Grand stade de l'OL, les doutes de Décines

Sur le papier, « le grand stade doit bénéficier à tous ». Mais les questions en suspens portant particulièrement sur les retombées économiques pour la ville hôte, Décines-Charpieu sont nombreuses. L’infrastructure doit, en effet, jouer un rôle de moteur sur cette commune de 26 000 habitants mais va-t-elle, réellement pouvoir en bénéficier ? Des incertitudes demeurent. Acteurs de l'économie-La Tribune revient cette semaine sur les enjeux de ce projet unique en France qui suscite crispations, inquiétudes et doutes.
A 20 kilomètres de Lyon, le futur grand stade de l'OL se dressera sur la commune de Décines-Charpieu.

Choisie après que différents sites d'accueil ont été étudiés, notamment ceux proches du Carré de Soie à Vaulx-en-Velin et du Puizot à Vénissieux - finalement écartés pour différentes raisons bien qu'il semblerait que les surfaces (moins de 20 hectares contre 51 pour le site retenu) aient été jugées trop petites pour bâtir un tel projet, et ce, malgré les dessertes routières et les lignes de transports en commun existantes - le Grand Lyon à l'époque fera donc la proposition (ou se serait vu imposer en vue d'une opération immobilière plus importante ?) du terrain du Montout, sur la commune de Décines-Charpieu, à l'Olympique Lyonnais, qui accepte.

Un choix que le groupe sportif justifie par plusieurs arguments :

« Maîtrise foncière publique importante, site inscrit depuis 1992 au Schéma directeur de l'agglomération lyonnaise (SDAL), superficie suffisante pour accueillir l'ensemble du programme souhaité, présence d'une ligne de transports en commun, etc. »

N'oubliant pas de mentionner qu'il s'agit d'un territoire « stratégique pour le futur développement de l'Est lyonnais ». Pierre Crédoz, maire PS de Décines de 1991 à 2012 et signataire du permis de construire, se souvient de cette opportunité bienvenue pour sa ville:

« Gérard Collomb puis Jean-Michel Aulas n'ont pas eu besoin de nous convaincre longtemps puisque nous avons très rapidement, mes adjoints et moi-même, tiré les conclusions positives d'un tel équipement. »

Consigne 1: Reprenez le passage du texte sur le grand stade de Décines qui commence aux mots « Choisie après que » et s'arrête après « Lyonnais, qui accepte. », en substituant « site » à « terrain ».

Données de travail:
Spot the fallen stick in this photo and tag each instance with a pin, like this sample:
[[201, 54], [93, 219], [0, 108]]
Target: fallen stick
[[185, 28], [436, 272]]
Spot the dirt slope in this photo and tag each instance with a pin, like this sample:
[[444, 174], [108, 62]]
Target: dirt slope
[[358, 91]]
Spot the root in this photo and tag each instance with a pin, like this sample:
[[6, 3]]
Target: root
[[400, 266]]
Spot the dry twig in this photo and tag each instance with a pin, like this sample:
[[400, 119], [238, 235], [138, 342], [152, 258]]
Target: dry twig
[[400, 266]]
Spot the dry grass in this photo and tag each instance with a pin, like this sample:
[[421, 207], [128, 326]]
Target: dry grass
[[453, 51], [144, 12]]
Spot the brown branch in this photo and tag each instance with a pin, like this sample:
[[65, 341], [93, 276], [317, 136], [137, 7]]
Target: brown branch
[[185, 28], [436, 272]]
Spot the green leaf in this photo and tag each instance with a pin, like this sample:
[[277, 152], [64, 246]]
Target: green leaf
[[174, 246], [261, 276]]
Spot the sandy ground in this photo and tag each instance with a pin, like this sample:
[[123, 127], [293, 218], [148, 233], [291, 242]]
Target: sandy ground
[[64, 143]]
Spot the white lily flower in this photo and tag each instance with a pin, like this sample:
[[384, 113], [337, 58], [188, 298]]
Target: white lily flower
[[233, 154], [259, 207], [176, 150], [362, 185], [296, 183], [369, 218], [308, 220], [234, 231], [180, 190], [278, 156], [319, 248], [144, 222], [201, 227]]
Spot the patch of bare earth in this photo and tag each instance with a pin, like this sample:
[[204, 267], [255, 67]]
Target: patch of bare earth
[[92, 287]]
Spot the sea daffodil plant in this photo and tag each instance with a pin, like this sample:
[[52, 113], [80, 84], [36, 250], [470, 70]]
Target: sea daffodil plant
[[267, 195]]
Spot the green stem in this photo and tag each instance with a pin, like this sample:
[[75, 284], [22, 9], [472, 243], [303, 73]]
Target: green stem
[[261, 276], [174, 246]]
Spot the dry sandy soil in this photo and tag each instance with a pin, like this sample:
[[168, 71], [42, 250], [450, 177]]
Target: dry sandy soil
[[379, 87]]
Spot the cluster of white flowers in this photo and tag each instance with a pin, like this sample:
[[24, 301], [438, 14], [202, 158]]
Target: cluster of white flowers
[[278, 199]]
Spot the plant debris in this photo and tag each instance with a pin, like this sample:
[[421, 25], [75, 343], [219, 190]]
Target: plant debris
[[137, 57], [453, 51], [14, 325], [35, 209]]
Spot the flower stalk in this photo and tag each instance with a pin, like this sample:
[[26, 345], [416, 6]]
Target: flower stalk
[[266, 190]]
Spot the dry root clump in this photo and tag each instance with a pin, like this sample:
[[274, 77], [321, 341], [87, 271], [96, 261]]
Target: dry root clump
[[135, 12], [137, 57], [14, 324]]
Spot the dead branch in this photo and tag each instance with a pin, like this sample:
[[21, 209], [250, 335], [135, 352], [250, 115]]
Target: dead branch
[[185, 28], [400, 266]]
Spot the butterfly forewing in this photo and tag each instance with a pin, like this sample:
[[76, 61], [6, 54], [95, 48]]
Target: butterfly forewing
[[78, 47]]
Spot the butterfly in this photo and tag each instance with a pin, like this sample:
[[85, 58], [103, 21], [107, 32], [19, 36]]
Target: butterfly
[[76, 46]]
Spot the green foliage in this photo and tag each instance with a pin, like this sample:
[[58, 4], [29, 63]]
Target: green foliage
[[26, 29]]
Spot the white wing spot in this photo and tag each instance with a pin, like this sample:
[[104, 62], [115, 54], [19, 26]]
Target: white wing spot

Consigne 2: Recopiez à l'identique les lignes de la liste, depuis celle qui contient « Spot the white lily » jusqu'à celle qui contient « 222], [201, 227]] », ces deux lignes comprises.

Réponse rédigée 1:
Choisie après que différents sites d'accueil ont été étudiés, notamment ceux proches du Carré de Soie à Vaulx-en-Velin et du Puizot à Vénissieux - finalement écartés pour différentes raisons bien qu'il semblerait que les surfaces (moins de 20 hectares contre 51 pour le site retenu) aient été jugées trop petites pour bâtir un tel projet, et ce, malgré les dessertes routières et les lignes de transports en commun existantes - le Grand Lyon à l'époque fera donc la proposition (ou se serait vu imposer en vue d'une opération immobilière plus importante ?) du site du Montout, sur la commune de Décines-Charpieu, à l'Olympique Lyonnais, qui accepte.

Réponse rédigée 2:
Spot the white lily flower in this photo and tag each instance with a pin, like this sample:
[[384, 113], [337, 58], [188, 298]]
Target: white lily flower
[[233, 154], [259, 207], [176, 150], [362, 185], [296, 183], [369, 218], [308, 220], [234, 231], [180, 190], [278, 156], [319, 248], [144, 222], [201, 227]]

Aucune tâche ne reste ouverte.